Why David Cameron’s ambassador to Israel swapped politics for London Zoo

“I haven’t been personally scared, or scared for my family, but I have been a bit chilled by the shift in the window of acceptable debate. It’s a sad part of the Jewish historical memory that environments and countries that had been thought to be benign and safe can turn quite quickly,” he says, speaking slowly and carefully. “There is a natural and understandable sensitivity there. If anything, I have probably gone the other way, having seen my parents be so sensitive to it, but there are definitely trends that worry me.” 

You can understand why Gould might have wanted a break from politics, having moved from Israel back to Whitehall, then to NHSX, a government unit intended to help digitise NHS England, in 2019. The pandemic hit less than a year later, meaning Gould’s unit hurriedly created the contact-tracing app that was later replaced by an Apple/Google alternative. 

“I found [that] trying to do really difficult things under immense pressure with a massive spotlight of public, internet, media and parliamentary scrutiny was really difficult,” he says of that time. Politics is tougher than it was in Cook’s day, he reckons. Or even in the time of George Osborne, a school friend and now neighbour in Somerset.

Exercise tasks:
a) Answer these questions using the article about Gould:
(i) Which government unit did Gould join in 2019, and what was it meant to do?
(ii) What replaced the contact-tracing app that his unit created?
(iii) In which county is George Osborne now Gould's neighbor?
b) Set down word for word the part of the article about Gould that opens with the words containing "You can understand" and closes with "an Apple/Google alternative.".

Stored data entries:

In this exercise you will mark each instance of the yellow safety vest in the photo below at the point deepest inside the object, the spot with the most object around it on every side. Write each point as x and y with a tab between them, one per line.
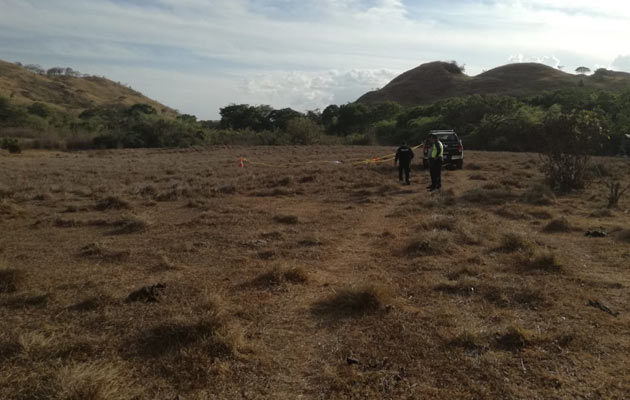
437	150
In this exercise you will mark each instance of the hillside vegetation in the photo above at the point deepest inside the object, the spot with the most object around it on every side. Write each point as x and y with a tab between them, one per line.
67	91
172	274
63	110
440	80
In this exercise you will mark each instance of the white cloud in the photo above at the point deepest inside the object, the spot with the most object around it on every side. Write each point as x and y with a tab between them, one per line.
309	90
551	61
283	51
622	63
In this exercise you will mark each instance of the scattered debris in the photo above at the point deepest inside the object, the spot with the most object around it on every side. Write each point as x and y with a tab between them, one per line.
602	307
147	294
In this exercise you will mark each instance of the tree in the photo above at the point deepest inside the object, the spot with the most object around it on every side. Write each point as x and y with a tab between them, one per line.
35	68
39	109
567	142
55	71
187	118
280	118
244	116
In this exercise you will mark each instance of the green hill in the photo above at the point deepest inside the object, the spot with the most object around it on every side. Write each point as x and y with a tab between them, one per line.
69	94
440	80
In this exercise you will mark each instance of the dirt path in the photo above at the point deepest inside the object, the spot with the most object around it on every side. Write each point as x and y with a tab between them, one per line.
299	343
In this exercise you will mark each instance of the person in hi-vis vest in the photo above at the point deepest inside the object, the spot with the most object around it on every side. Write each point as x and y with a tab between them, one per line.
436	151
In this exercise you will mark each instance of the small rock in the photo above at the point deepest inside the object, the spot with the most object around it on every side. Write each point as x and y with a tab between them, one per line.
596	233
351	360
147	294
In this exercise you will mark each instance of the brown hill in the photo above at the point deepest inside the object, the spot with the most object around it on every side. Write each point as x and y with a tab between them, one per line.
440	80
65	93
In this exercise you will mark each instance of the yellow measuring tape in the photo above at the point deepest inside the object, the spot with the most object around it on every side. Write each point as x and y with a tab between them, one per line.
375	160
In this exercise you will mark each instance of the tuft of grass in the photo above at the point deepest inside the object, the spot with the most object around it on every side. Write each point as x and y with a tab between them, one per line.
95	381
354	301
9	210
147	294
603	213
540	195
165	264
473	342
465	271
112	203
440	222
513	339
27	300
10	279
557	225
434	242
286	219
488	196
623	236
130	224
512	241
100	252
279	275
208	333
540	261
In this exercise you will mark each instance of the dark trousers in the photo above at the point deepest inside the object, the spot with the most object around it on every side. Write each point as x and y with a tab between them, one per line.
404	168
435	166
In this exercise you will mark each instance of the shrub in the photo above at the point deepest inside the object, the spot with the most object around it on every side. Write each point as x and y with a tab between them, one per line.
511	242
354	301
557	225
541	195
12	145
10	280
567	140
540	261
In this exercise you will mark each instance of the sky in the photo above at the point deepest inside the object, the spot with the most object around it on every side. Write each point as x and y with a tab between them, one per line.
200	55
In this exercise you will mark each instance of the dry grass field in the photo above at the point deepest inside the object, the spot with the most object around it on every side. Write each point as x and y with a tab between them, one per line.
173	274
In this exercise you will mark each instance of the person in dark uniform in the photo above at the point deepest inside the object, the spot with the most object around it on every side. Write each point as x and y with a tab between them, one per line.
404	155
436	152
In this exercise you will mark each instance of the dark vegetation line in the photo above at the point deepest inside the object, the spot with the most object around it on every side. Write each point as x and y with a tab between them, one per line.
485	122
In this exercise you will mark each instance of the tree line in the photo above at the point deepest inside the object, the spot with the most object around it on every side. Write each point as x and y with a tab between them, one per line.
486	122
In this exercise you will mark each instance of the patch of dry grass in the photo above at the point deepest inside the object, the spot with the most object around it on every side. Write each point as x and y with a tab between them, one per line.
286	219
623	236
112	203
542	261
99	251
130	224
488	196
354	301
431	243
558	225
279	275
11	279
96	381
540	195
512	241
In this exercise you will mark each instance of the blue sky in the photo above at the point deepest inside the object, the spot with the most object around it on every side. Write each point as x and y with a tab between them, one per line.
200	55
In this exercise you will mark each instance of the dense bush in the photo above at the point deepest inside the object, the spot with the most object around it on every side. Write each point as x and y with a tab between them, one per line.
12	145
565	142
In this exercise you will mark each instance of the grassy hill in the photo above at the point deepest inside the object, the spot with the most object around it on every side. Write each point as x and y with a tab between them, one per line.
439	80
68	94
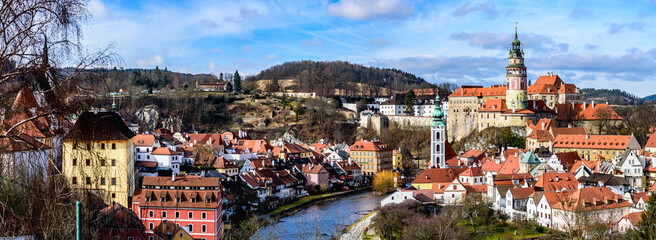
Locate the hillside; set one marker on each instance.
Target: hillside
(347, 78)
(650, 98)
(613, 96)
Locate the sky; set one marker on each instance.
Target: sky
(598, 44)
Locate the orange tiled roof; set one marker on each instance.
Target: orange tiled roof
(557, 182)
(585, 111)
(651, 143)
(494, 105)
(618, 142)
(364, 145)
(144, 140)
(589, 199)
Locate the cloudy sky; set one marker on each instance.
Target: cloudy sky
(602, 44)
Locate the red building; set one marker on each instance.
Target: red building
(192, 202)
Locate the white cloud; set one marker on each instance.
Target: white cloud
(153, 61)
(96, 8)
(370, 9)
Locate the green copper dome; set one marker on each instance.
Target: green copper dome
(437, 113)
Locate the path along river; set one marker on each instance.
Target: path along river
(322, 220)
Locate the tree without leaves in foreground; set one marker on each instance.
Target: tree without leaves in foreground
(646, 229)
(410, 99)
(384, 182)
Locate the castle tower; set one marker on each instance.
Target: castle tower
(437, 136)
(516, 98)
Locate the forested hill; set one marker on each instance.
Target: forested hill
(613, 96)
(313, 76)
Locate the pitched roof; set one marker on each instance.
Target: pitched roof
(364, 145)
(164, 151)
(619, 142)
(439, 175)
(585, 111)
(99, 126)
(144, 140)
(557, 182)
(590, 199)
(651, 143)
(567, 159)
(521, 193)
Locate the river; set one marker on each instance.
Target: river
(322, 220)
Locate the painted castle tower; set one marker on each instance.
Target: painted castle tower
(516, 98)
(437, 136)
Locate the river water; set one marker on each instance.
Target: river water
(322, 220)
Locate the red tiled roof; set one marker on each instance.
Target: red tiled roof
(164, 151)
(589, 199)
(494, 105)
(472, 172)
(651, 143)
(577, 112)
(144, 140)
(521, 193)
(557, 182)
(364, 145)
(440, 175)
(619, 142)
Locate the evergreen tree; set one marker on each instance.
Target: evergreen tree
(410, 98)
(236, 80)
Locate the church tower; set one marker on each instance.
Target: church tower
(516, 98)
(437, 136)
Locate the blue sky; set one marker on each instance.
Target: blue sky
(601, 44)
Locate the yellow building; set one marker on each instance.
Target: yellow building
(591, 147)
(372, 156)
(98, 155)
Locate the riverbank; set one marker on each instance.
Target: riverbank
(308, 201)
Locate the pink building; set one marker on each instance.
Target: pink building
(191, 202)
(315, 175)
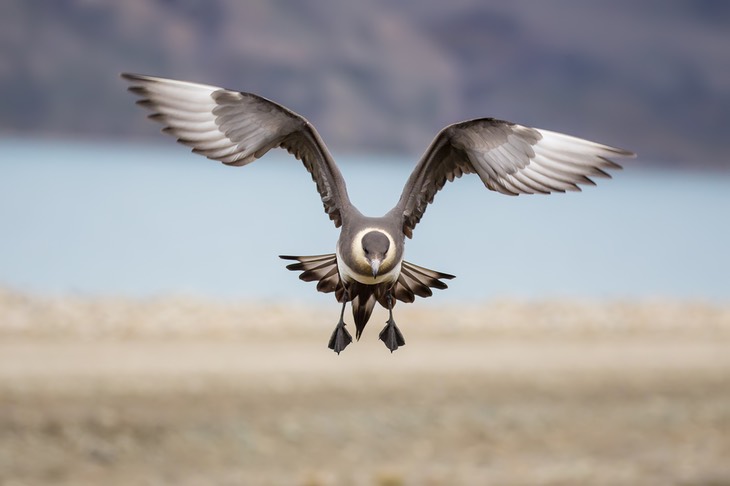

Replies:
a)
(i) NHSX, a unit intended to help digitize NHS England.
(ii) An Apple/Google alternative.
(iii) Somerset.

b)
You can understand why Gould might have wanted a break from politics, having moved from Israel back to Whitehall, then to NHSX, a government unit intended to help digitise NHS England, in 2019. The pandemic hit less than a year later, meaning Gould’s unit hurriedly created the contact-tracing app that was later replaced by an Apple/Google alternative.